>> Begin Dataset records

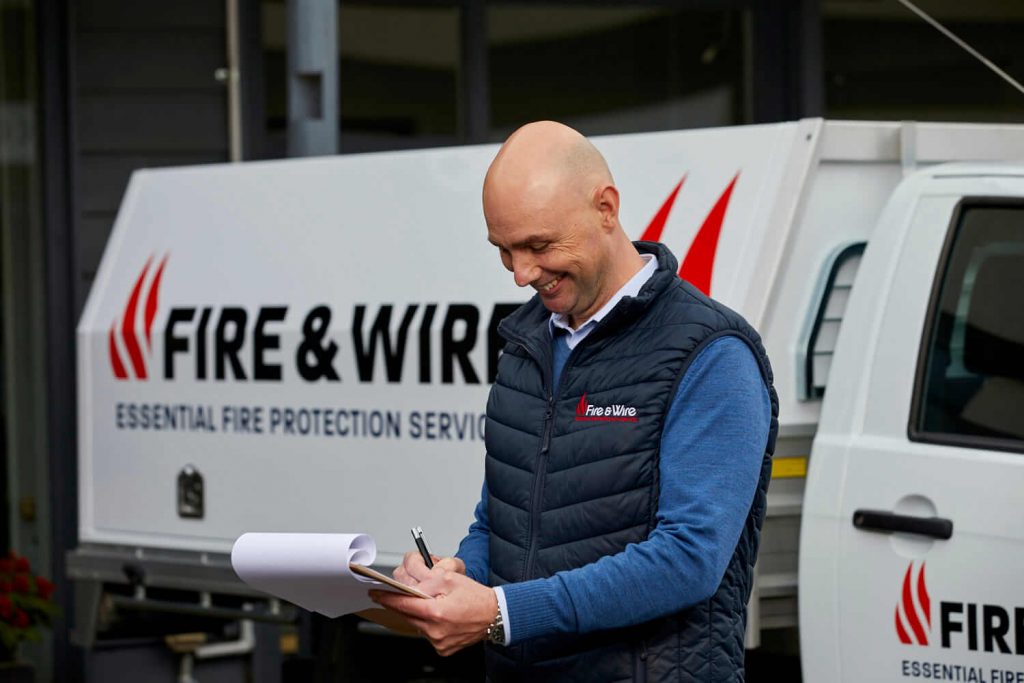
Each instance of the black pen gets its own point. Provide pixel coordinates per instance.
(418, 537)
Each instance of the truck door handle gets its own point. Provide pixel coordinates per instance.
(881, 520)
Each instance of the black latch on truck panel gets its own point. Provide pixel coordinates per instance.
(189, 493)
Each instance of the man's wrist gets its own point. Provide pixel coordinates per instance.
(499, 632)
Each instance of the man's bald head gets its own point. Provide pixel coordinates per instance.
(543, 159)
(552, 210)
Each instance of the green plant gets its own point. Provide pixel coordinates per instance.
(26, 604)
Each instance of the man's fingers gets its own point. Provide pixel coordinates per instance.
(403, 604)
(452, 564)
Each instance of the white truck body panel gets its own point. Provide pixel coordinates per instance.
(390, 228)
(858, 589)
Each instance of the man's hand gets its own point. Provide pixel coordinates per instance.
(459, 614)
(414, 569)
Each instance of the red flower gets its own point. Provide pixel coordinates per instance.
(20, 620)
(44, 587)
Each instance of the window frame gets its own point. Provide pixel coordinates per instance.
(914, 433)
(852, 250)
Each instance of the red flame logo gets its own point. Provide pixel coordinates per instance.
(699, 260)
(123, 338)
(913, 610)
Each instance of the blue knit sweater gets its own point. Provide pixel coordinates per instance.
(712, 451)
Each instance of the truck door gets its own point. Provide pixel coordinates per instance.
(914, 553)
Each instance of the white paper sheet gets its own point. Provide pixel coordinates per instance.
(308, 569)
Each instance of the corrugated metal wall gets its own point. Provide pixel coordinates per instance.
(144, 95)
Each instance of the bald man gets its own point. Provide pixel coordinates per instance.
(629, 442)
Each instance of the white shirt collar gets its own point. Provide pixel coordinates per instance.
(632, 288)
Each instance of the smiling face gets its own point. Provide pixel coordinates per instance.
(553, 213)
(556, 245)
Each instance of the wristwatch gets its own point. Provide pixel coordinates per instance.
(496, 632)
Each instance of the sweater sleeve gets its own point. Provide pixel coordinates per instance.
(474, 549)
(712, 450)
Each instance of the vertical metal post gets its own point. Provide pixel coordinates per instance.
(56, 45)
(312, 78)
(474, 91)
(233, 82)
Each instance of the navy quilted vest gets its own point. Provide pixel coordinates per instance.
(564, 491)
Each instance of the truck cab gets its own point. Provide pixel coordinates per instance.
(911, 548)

>> End Dataset records

Rewrite every row with "pixel coordinates" replaced by "image coordinates" wherever it occurs, keeping all other wording the same. Omit the pictures from your answer.

- Result:
Each instance of the black pen gets its own point. Provide image coordinates per instance.
(418, 537)
Each instance of the truck door handle gets its own point. Provide image coordinates per instance.
(881, 520)
Each instance of the black latch on truck panel gets its own point. Provide image coordinates per instance.
(189, 493)
Each instance of the man's wrist gets its own point. Provide image coordinates per instance.
(499, 632)
Each instance of the man's bald head gets its own point. Provide image coordinates per instance.
(543, 159)
(552, 210)
Each instance of the green plant gets its own point. Provide image coordinates per instance.
(26, 604)
Each instance of the man's fingers gets its own point. Provide image coordinates per instance.
(403, 604)
(452, 564)
Each instance of the white truck body panel gets its own point. Provide image coordinates per instance.
(390, 228)
(858, 589)
Each instance of the man's hand gets its own point. Provide image coordinates per instance.
(459, 614)
(414, 569)
Each instance of the red flower gets its own point. Provide image coordinates per instance.
(20, 620)
(44, 587)
Each instance of the window frame gets its own point. Provide image coordinates per instance.
(914, 433)
(852, 250)
Each instance of the red flame logo gets its own point. Provide image coordinates per instance.
(699, 260)
(123, 338)
(913, 610)
Each instance of the blue knit sweater gets its own point. Provide image coordinates per instance.
(712, 451)
Each instance of the truck door gets its own point. Provide image coordinates per instance.
(914, 553)
Each instance of the white paper sheet gets its own point. Provide image coordinates per instance.
(308, 569)
Each instance of the corrugated metal wall gets its own point. Provide image coordinates per instance.
(144, 95)
Each instance of the bald man gets its own point. Provide image coordinates per instance.
(629, 442)
Each instance of the white shirt collar gets its own point. Provide image coordinates per instance.
(632, 288)
Each instance of the smiling face gets its own point. Provide image coordinates per instance.
(553, 213)
(556, 245)
Each instance of the wristwatch gets its own point. Provide image coordinates per instance.
(496, 632)
Each instance of the sweater sleeve gets its own point. Provide image coordinates per instance.
(474, 549)
(712, 450)
Each instance of the vertical metal post gets its own point. Provide image coordinates per instance.
(56, 45)
(312, 78)
(474, 91)
(233, 82)
Each instance of the navy quilted vest gets its own point. Provide image coordinates per instance.
(564, 491)
Each instance of the truck cab gets its own point. Provide image coordinates per instance.
(911, 548)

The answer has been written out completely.